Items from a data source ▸
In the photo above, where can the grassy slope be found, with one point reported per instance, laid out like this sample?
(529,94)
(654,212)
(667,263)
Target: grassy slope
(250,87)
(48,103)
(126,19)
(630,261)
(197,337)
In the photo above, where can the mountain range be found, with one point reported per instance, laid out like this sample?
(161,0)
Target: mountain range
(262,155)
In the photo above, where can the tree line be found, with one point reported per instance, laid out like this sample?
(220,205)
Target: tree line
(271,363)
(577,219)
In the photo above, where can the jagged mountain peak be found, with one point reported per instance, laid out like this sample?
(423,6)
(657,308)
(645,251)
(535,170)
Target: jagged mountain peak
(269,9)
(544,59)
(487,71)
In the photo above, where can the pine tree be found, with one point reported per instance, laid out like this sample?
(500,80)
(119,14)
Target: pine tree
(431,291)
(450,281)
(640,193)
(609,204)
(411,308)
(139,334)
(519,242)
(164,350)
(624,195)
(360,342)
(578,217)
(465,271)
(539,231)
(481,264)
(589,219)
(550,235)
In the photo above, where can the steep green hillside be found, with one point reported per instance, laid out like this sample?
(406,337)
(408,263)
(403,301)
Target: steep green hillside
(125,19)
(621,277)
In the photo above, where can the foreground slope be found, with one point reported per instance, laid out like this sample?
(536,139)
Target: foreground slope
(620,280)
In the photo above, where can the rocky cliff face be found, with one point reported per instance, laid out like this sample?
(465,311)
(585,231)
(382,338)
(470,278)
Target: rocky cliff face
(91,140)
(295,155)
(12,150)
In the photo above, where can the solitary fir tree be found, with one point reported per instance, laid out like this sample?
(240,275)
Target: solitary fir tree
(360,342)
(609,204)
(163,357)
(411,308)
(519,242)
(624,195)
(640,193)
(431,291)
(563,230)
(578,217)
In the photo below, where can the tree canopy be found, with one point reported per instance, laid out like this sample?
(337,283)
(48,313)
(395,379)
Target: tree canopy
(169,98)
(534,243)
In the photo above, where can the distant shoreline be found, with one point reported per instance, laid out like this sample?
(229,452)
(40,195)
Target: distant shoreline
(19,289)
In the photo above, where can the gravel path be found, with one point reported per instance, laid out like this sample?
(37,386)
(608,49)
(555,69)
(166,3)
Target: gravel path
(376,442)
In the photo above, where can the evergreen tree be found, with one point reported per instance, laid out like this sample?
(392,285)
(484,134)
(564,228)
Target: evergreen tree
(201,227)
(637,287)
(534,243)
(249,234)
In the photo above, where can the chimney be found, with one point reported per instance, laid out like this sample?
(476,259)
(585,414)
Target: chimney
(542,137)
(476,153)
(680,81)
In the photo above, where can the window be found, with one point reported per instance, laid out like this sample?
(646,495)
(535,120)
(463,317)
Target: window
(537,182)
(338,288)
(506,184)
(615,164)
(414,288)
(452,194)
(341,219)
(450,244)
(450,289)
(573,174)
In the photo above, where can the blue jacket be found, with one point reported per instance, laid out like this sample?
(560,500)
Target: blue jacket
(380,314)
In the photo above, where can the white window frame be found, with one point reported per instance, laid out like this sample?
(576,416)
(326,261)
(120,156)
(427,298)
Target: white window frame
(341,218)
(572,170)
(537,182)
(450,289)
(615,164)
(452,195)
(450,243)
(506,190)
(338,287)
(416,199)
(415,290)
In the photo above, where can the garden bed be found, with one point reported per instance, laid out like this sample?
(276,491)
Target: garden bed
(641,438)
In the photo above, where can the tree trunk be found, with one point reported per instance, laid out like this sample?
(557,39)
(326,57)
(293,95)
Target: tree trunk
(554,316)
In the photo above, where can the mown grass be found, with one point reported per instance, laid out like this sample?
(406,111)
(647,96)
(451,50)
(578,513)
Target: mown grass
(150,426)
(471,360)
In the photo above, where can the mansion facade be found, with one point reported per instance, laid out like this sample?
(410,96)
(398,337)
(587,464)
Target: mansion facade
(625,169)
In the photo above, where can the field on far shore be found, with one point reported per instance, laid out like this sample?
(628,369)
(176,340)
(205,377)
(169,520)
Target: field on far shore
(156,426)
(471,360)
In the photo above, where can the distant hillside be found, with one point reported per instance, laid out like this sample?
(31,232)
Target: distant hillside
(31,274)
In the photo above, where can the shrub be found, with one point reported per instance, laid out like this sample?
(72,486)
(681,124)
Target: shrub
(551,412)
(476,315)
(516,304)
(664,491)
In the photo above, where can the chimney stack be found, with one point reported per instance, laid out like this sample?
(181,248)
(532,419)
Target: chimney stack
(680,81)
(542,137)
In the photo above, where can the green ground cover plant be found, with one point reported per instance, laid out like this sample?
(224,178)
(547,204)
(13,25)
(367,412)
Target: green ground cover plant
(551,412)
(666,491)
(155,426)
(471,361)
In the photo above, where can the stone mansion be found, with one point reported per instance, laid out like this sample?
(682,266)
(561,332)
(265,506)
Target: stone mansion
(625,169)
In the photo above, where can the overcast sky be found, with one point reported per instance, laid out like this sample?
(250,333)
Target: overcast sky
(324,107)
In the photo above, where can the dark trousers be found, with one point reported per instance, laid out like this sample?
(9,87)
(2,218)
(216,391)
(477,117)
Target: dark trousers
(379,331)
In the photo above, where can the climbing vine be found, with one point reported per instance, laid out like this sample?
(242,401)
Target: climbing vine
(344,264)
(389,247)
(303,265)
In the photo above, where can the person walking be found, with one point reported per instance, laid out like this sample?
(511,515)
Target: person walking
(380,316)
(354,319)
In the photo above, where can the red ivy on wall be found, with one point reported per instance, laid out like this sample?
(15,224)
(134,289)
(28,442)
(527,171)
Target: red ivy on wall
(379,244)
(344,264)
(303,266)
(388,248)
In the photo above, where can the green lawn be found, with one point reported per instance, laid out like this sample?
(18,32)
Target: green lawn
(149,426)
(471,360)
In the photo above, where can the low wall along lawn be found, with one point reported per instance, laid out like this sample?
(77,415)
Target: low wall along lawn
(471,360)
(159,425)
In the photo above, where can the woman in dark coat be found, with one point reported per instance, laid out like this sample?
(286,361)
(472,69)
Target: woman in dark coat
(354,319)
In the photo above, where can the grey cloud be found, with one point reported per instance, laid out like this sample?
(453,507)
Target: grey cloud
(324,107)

Task to carry out ▸
The required output is the complete set of records, reproduced exactly.

Answer to this problem ▸
In the photo above, where can the grassy slope be found, with one point reported per instance, laid out like this sample?
(529,94)
(654,212)
(667,263)
Target: grassy slope
(250,87)
(48,103)
(126,19)
(630,261)
(197,337)
In the photo above, where can the mountain range be found, with one point reported per instance, laid out like this sample?
(161,0)
Target: mountain range
(262,155)
In the photo above, where can the tree line be found, with one point reported per instance, laid out like this sample?
(220,205)
Target: tree line
(271,363)
(577,219)
In the photo above, where can the jagged mountain peak be found, with one point reported per instance, laid out like this sample?
(423,6)
(657,308)
(645,251)
(535,170)
Target: jagged mountain peak
(269,9)
(544,59)
(487,71)
In the photo above, where can the pine tree be found, with one point reported per instance, laid out like this sample?
(500,80)
(119,14)
Target: pine tree
(431,291)
(450,281)
(640,193)
(609,204)
(411,308)
(139,334)
(519,242)
(164,350)
(624,195)
(360,342)
(578,217)
(465,271)
(539,231)
(481,264)
(589,219)
(550,235)
In the photo above, where can the steep green hillside be found, with one point reported per instance, laid out like this sample?
(406,337)
(408,263)
(403,301)
Target: steep green hillside
(125,19)
(621,277)
In the photo above, where can the foreground slope be found, with one point reported per instance, laid out like this sample?
(536,139)
Target: foreground slope
(620,280)
In the photo above, where can the rocky cliff face be found, with one point reported per instance, laid out like this sample?
(465,311)
(585,231)
(382,338)
(470,278)
Target: rocky cliff face
(91,140)
(295,155)
(12,150)
In the photo above, where can the solitary fir tree be found, with one point reported per instance, laid out like this sample?
(240,275)
Target: solitary fir tree
(360,342)
(609,204)
(163,357)
(411,308)
(519,242)
(624,195)
(640,193)
(431,291)
(563,230)
(578,217)
In the photo below, where can the tree canopy be found, with one point reported per instance, laid out like this sample?
(337,283)
(48,313)
(395,379)
Target: tree canopy
(169,98)
(534,243)
In the photo above, where can the distant shoreline be found, with one point reported per instance, laid out like this sample?
(229,452)
(40,195)
Target: distant shoreline
(19,289)
In the photo above, where can the gravel path be found, with one point reported per instance, laid out like this sample?
(37,386)
(608,49)
(555,69)
(166,3)
Target: gravel path
(376,442)
In the photo above, where can the evergreen tree be found, with one point reported per instance, laid out like this sample?
(392,285)
(484,134)
(564,228)
Target: evergreen tree
(201,227)
(637,287)
(534,243)
(249,234)
In the photo above, where can the chimney be found, with one point reported per instance, laid out like this sample?
(476,259)
(585,414)
Target: chimney
(542,137)
(476,153)
(680,81)
In the photo above, where can the window be found, with one point reported per instance, laid out like this sample?
(646,495)
(535,120)
(463,317)
Target: window
(537,182)
(338,288)
(506,184)
(615,164)
(414,288)
(452,194)
(341,219)
(450,244)
(450,289)
(573,174)
In the photo above, where can the blue jacket be found, with one point reported per instance, laid out like this sample?
(560,500)
Target: blue jacket
(380,314)
In the photo above, where can the white window frame be found, with one point reported per instance, laid out like this sample?
(576,416)
(326,261)
(120,156)
(427,298)
Target: white window frame
(341,218)
(572,170)
(537,182)
(450,289)
(615,164)
(452,195)
(450,243)
(506,190)
(338,287)
(416,199)
(415,290)
In the photo above, where can the garden bed be found, with one point reported per instance, laid out like this sample?
(276,491)
Target: garden bed
(641,438)
In the photo above, where can the tree trunk be found, with one point reported per instance, laid out like this sample?
(557,39)
(326,57)
(293,95)
Target: tree trunk
(554,316)
In the photo above, where can the mown grass be found, with one point reported per instance, laid out like this sample?
(406,111)
(647,96)
(451,50)
(578,513)
Target: mown grass
(150,426)
(471,360)
In the photo above, where can the mansion facade be found, with one point reported per instance, laid out like this sample?
(410,96)
(398,337)
(587,464)
Target: mansion facade
(625,169)
In the photo above, where can the field on far shore be found, with one point reported per instance, laid out like this sample?
(628,369)
(176,340)
(205,377)
(169,520)
Target: field on far shore
(156,426)
(471,360)
In the photo above, where can the distant hillside be found, with one point reported per instance, laid out like this sample?
(31,232)
Target: distant hillside
(31,274)
In the photo above, where can the shrub be found, with one point reported per instance, laid out like this sample?
(72,486)
(681,124)
Target: shrub
(551,412)
(476,315)
(516,304)
(664,491)
In the photo above, where can the chimney stack be found, with one point reported per instance, laid out like this sample?
(181,248)
(532,419)
Target: chimney stack
(680,81)
(542,137)
In the photo above, where can the green ground cover plant be found, with one point reported per instance, laid out like this sample?
(224,178)
(547,204)
(13,25)
(367,412)
Target: green ground cover plant
(551,412)
(666,491)
(155,426)
(471,361)
In the photo above, where can the stone mansion be found, with one point reported per instance, laid out like this sample?
(682,266)
(561,332)
(265,506)
Target: stone mansion
(625,169)
In the photo above, where can the overcast sky be found, with one point reported per instance, laid out like this sample?
(250,333)
Target: overcast sky
(324,107)
In the photo above, where can the dark trousers be found, with one point reported per instance, laid out like this sample?
(9,87)
(2,218)
(216,391)
(477,117)
Target: dark trousers
(379,331)
In the photo above, where can the climbing vine be found, with one point reported per instance, laid out like this sample?
(242,401)
Target: climbing vine
(344,264)
(389,247)
(303,265)
In the photo above, where can the person walking be found, with one point reported per instance, laid out like this sample?
(511,515)
Target: person walking
(380,316)
(354,319)
In the photo above, where can the red ivy on wall be found, with one point reported per instance, laid out like this sample?
(15,224)
(134,289)
(28,442)
(527,171)
Target: red ivy on wall
(379,244)
(344,264)
(303,266)
(388,248)
In the photo above, where can the green lawn be found, with one point reported per instance, laid out like this sample?
(18,32)
Target: green lawn
(149,426)
(471,360)
In the photo above, where can the low wall along lawn be found, with one point reported per instance, laid out like this sample?
(77,415)
Target: low wall along lawn
(471,360)
(159,425)
In the photo above, where can the woman in dark coat be found, with one point reported per instance, laid out like this sample?
(286,361)
(472,69)
Target: woman in dark coat
(354,319)
In the photo above, where can the grey cloud be found, with one point reported per instance, laid out like this sample?
(453,507)
Target: grey cloud
(324,107)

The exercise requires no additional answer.